((

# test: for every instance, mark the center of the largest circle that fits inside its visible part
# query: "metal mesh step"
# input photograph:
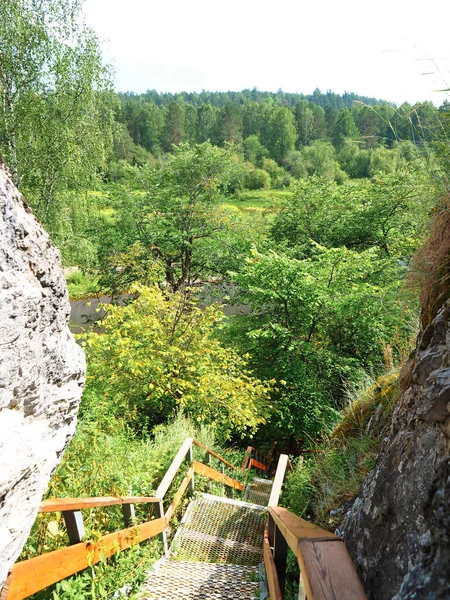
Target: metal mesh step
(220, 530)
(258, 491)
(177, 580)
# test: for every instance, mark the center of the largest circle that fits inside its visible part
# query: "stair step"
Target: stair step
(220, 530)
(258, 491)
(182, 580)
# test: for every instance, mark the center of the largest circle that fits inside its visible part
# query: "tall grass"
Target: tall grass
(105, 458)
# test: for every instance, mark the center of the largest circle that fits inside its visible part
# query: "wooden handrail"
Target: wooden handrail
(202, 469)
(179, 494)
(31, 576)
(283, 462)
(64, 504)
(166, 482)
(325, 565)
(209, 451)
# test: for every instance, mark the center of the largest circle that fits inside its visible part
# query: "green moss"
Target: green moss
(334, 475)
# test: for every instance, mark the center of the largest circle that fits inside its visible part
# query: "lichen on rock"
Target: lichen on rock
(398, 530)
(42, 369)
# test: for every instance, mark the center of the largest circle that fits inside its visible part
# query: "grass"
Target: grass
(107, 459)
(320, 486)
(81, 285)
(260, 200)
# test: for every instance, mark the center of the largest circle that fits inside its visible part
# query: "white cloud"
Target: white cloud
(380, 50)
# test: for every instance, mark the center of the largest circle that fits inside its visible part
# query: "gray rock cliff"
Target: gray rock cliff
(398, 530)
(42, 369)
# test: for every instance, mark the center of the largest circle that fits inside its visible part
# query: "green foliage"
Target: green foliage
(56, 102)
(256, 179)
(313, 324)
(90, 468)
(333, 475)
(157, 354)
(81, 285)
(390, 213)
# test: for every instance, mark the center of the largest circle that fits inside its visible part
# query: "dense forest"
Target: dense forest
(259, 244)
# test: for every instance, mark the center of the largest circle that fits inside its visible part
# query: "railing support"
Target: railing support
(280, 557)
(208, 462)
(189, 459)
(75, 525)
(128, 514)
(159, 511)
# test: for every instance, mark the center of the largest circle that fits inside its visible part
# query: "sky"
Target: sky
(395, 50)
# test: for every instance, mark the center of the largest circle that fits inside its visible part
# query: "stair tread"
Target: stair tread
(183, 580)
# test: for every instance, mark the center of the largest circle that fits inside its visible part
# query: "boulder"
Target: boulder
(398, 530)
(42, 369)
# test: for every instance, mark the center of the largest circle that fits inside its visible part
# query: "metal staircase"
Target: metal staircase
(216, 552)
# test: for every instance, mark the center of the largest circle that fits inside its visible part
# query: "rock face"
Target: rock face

))
((

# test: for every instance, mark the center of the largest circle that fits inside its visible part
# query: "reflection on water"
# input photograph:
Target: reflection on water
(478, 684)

))

**Task item**
Using the entries above, repeat only the lines from the one containing "Target: metal staircase" through the one containing "Target: rock face", end lines included.

**The completed task**
Target: metal staircase
(216, 552)
# test: for every instance, mark the center of the largest circle that fits inside its visible part
# query: "rock face"
Target: rock face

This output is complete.